Goal of the exercise —
Duplicate word for word the part of the piece on Delhi's pollution advertising starting with "All chief ministers, all" and going on through "takes to work.".

It’s the same story with “smog towers” which are like installing a water filter in the ocean. It’s the same story with water guns, cloud seeding, vacuum cleaning of roads, even planting more grass to stop dust from flying around. The greater the failure, the greater the advertising.
Mind you, it is not just the people of Delhi who are subjected to this propaganda blitzkrieg. Delhi taxpayer’s money is used to advertise across India, in the smallest of regional papers. After all, how else will Kejriwal become prime minister?
All chief ministers, all state governments spend on advertising. But the AAP government has absolutely no sense of proportion when it comes to wasting taxpayers’ money on advertising Kejriwal’s hollow achievements.
For example, Newslaundry, a news website, found that the Delhi government spent Rs6.8 million in 2 years on “stubble decomposers” but Rs230 million to advertise it.
This bio-composer is a spray that decomposes stubble residue in paddy fields. The only problem is that farmers don’t have the number of days it takes to work.
They have to plant the next crop. This has been known from day one. But it didn’t prevent Arvind Kejriwal from wasting millions on advertising this ‘idea’, saying he was doing this in the few farms around Delhi, and wondering why the Punjab government wasn’t doing the same.
What did Punjab do for 6 months?
In March this year, the Punjab government went from the Congress to the AAP hands. The AAP with a 2/3rd majority in Punjab wasn’t able to give this bio decomposer to Punjab’s farmers. Why? Arvind Kejriwal has no answers.
The AAP came to power in Punjab in March and has had many months to plan for the pollution season. What did the Punjab government do to plan for pollution season in the last 6 months? Kejriwal’s ads won’t tell you because they did nothing. They were busy planning a national expansion to support his prime ministerial ambitions.
Now that Kejriwal can’t blame the Punjab government, he blames the central government. But nobody asks why Haryana, which actually shares its borders with Delhi, has fewer farm fires than Punjab. Again, a Newslaundry report shames the Punjab government.
As someone who has friends and relatives suffering from lung problems, the report made me very angry about the AAP’s failures. The report shows how Punjab hasn’t bought enough machines to remove the stubble so that farmers don’t have to set it on fire. Haryana has.
Unlike Haryana, the Punjab government isn’t willing to give financial incentives to farmers to not burn the stubble. Even on law enforcement, Haryana is more willing to be tough on farmers than Punjab.
The Punjab government isn’t willing to put its money where its mouth is. There is a simple solution to this. How about the Delhi and Punjab governments spending less money on ads that trumpet their alleged achievements?
Some of that money could be used to save our lungs and lives.

Supplied data —
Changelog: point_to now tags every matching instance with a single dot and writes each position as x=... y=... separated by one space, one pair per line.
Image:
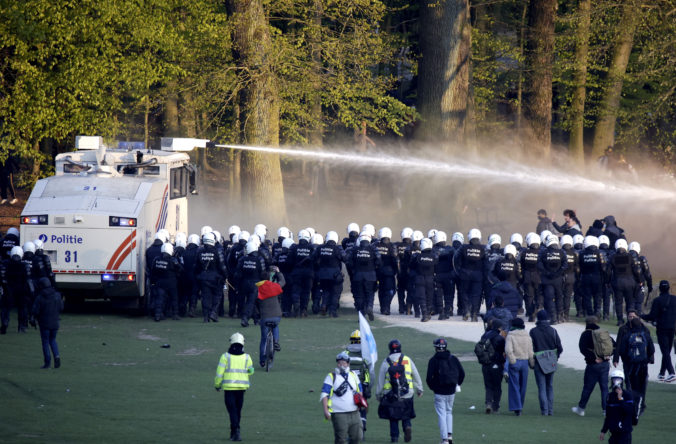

The solution —
All chief ministers, all state governments spend on advertising. But the AAP government has absolutely no sense of proportion when it comes to wasting taxpayers’ money on advertising Kejriwal’s hollow achievements.
For example, Newslaundry, a news website, found that the Delhi government spent Rs6.8 million in 2 years on “stubble decomposers” but Rs230 million to advertise it.
This bio-composer is a spray that decomposes stubble residue in paddy fields. The only problem is that farmers don’t have the number of days it takes to work.